• _Your task_: Retype all of the entries word for word.

• _Task material_:
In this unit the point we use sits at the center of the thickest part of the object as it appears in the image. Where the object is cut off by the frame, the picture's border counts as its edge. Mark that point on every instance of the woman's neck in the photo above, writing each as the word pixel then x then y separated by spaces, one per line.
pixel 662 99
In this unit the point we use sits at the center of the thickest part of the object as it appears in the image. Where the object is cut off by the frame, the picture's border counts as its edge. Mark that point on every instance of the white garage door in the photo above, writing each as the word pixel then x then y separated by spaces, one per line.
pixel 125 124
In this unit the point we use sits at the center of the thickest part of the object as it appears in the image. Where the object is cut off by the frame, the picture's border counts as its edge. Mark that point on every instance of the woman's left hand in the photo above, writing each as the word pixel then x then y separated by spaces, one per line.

• _Output of the exercise_:
In this unit the point we use sits at the center of the thickest part of the object as it appears in the image. Where the object is cut off by the frame, the picture's border counts as its edge. Mark that point on every instance of the woman's neck in the photo above, writing each as the word pixel then x then y separated by spaces, one per line.
pixel 662 99
In this unit the point we use sits at the center of the thickest part of the object as it appears in the image. Where the object is cut off by the frame, the picture's border counts as its edge. Mark that point on every instance of the white garage door in the photo above, writing each as the word pixel then x then y separated by spaces, one per line.
pixel 125 124
In this unit the point we use sits at the center of the thickest part of the object as it appears in the image. Where the object is cut off by the frame, the picture's border counts as its edge. Mark that point on every instance of the woman's left hand in the photo above, writing each as the word pixel then x then y separated by spaces, one per line.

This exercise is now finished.